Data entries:
- - -
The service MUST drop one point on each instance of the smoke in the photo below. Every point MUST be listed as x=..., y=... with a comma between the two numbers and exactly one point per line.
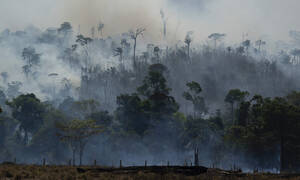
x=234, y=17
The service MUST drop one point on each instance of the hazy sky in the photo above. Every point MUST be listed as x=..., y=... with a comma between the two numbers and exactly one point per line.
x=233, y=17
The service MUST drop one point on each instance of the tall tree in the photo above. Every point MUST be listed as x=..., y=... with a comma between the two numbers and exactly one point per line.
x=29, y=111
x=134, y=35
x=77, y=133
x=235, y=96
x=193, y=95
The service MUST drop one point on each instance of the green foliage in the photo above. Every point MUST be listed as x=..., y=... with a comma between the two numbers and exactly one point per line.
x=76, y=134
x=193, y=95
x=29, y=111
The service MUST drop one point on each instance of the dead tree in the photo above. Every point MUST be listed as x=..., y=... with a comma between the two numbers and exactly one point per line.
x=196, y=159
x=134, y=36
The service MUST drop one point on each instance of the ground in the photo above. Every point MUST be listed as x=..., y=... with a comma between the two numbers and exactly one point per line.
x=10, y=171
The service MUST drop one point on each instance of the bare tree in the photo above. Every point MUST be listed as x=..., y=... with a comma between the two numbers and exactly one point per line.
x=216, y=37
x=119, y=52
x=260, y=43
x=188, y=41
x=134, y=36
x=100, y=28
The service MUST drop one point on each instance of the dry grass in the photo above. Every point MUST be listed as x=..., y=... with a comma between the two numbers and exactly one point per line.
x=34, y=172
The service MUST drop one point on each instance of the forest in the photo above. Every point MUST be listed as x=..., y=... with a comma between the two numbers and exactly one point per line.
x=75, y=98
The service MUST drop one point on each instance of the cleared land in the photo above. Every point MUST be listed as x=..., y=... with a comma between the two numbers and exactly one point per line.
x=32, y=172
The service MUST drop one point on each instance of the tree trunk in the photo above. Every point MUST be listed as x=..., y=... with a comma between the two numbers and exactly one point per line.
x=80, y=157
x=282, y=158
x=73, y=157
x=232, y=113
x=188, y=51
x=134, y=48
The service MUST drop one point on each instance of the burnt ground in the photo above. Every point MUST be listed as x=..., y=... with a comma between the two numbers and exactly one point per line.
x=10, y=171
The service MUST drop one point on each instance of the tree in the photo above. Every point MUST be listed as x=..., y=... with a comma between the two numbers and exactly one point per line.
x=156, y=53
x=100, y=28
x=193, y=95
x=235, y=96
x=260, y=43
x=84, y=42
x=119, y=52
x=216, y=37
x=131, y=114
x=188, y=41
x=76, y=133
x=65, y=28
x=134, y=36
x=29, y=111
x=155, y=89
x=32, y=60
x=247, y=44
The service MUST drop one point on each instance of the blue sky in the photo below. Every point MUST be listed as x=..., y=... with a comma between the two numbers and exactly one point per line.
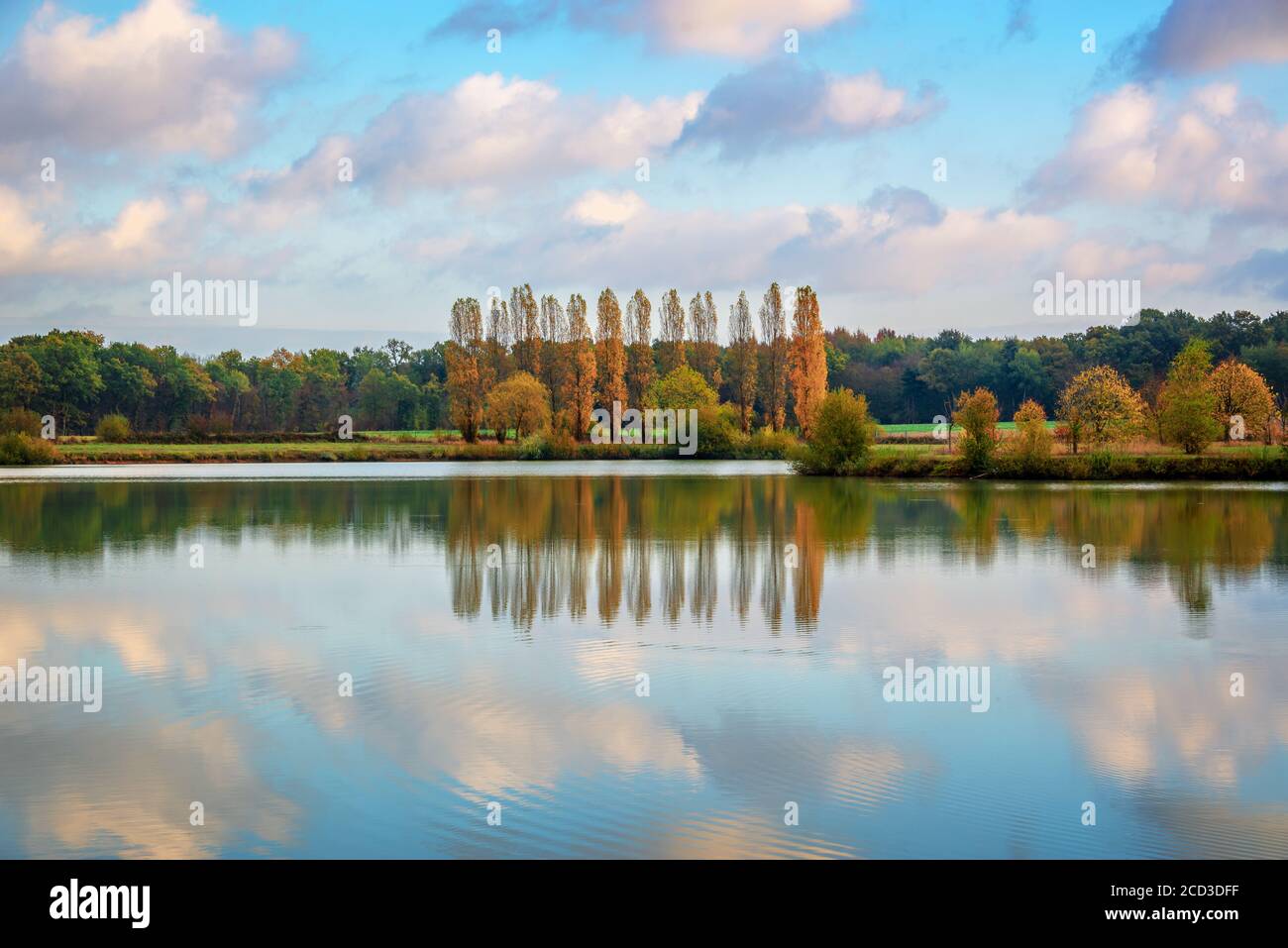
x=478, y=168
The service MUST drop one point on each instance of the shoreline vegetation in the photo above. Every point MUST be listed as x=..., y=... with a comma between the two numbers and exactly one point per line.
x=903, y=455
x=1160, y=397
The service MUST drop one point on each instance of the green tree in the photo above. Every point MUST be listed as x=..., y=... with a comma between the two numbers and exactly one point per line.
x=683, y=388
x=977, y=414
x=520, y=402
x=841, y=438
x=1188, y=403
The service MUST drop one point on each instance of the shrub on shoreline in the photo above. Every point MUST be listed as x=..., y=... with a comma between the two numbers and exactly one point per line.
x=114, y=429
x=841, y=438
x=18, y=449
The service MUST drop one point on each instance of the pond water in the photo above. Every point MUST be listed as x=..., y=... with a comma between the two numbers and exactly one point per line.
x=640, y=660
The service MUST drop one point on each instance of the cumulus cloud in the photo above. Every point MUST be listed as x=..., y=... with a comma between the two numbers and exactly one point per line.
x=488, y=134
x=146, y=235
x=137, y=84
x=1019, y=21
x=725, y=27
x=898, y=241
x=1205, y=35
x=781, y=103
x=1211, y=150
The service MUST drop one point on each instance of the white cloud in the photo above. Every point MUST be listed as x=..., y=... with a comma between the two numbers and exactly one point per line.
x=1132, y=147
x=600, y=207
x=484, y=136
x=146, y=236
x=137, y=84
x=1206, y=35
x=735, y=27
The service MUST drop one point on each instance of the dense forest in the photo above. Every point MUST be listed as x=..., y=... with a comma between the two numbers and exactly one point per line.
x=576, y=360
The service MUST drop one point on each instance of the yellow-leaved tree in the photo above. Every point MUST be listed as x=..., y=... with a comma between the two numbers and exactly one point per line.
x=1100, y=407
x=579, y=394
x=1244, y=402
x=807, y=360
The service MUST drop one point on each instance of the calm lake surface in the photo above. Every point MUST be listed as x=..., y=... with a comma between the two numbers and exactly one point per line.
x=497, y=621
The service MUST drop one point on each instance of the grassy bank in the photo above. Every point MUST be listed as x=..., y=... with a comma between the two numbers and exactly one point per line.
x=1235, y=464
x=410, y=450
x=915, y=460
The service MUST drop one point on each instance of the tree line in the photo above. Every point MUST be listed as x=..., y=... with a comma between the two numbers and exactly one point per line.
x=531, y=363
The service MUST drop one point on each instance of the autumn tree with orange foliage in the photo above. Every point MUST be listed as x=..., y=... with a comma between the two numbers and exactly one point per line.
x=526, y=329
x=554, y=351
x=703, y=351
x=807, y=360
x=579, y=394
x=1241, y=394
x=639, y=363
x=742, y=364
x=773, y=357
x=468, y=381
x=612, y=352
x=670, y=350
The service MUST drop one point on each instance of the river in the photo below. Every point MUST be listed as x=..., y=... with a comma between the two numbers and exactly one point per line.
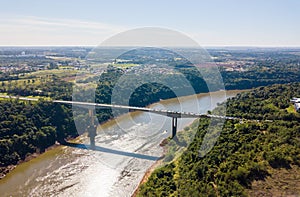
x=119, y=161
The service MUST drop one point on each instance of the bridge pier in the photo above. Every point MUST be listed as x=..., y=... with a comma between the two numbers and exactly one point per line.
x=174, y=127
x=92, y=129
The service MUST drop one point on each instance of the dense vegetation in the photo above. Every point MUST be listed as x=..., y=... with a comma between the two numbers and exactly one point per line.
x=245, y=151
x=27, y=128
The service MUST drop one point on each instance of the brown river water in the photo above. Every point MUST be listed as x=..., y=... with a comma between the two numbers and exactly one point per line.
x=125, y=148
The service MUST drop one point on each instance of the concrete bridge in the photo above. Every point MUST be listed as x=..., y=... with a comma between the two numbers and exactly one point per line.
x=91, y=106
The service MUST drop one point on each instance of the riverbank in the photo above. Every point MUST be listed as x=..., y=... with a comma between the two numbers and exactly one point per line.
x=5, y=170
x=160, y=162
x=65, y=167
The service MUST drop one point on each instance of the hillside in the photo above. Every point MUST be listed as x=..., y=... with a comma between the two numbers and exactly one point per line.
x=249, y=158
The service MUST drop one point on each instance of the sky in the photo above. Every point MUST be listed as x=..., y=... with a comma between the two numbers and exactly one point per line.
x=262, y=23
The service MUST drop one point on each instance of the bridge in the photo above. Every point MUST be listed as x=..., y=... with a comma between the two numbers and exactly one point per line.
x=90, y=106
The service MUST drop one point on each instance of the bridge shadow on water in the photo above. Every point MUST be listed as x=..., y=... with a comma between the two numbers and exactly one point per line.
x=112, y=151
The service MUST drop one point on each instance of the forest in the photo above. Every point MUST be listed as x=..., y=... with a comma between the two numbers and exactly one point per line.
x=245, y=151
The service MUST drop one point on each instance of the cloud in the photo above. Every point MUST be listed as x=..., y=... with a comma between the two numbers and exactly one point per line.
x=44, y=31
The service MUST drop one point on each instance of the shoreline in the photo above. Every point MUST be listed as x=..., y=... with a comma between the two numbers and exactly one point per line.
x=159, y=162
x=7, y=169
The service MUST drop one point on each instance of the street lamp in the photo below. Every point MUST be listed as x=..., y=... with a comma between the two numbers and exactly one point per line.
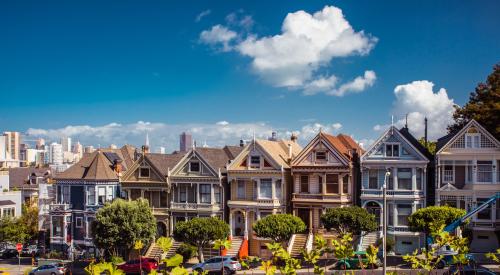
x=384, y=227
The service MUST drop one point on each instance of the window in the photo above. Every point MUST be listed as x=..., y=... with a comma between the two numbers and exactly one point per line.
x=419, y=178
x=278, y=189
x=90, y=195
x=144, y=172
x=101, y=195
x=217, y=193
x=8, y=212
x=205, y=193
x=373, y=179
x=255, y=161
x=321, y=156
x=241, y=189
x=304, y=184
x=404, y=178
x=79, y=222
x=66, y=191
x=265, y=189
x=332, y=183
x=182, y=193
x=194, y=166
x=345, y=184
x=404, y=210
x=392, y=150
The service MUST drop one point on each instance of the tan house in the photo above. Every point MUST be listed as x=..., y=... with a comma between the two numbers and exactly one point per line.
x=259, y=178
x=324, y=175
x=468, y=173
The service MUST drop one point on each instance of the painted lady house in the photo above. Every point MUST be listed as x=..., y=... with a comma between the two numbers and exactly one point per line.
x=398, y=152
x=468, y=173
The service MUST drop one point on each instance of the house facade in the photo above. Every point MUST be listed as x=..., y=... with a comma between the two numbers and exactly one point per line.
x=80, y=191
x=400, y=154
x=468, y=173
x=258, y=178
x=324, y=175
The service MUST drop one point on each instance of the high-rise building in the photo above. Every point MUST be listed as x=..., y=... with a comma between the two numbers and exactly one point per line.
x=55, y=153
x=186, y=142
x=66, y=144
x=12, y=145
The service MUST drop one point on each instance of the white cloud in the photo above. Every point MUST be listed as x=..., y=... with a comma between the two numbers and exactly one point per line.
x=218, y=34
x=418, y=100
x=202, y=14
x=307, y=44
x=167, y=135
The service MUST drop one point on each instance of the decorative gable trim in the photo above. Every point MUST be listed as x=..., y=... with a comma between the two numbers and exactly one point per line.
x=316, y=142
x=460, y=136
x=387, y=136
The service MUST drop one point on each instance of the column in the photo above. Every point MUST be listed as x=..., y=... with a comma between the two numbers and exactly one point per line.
- - -
REQUIRED WORK: Extract, exactly, the lines above that begin at the line containing "of the decorative" and end at the final line of the records; add no other text.

RESPONSE:
The service MUST drop one point on each instance of the decorative gable trim in the photo above. Every point MUST be listed as x=..., y=... with a comma between the two numbers and exactly one point per line.
x=316, y=142
x=460, y=136
x=387, y=136
The service MUST drop one point on each instance of the column in the photo above. Every point MUST be listed as x=..., y=... with a comma between the two numbers and exactly one point per line.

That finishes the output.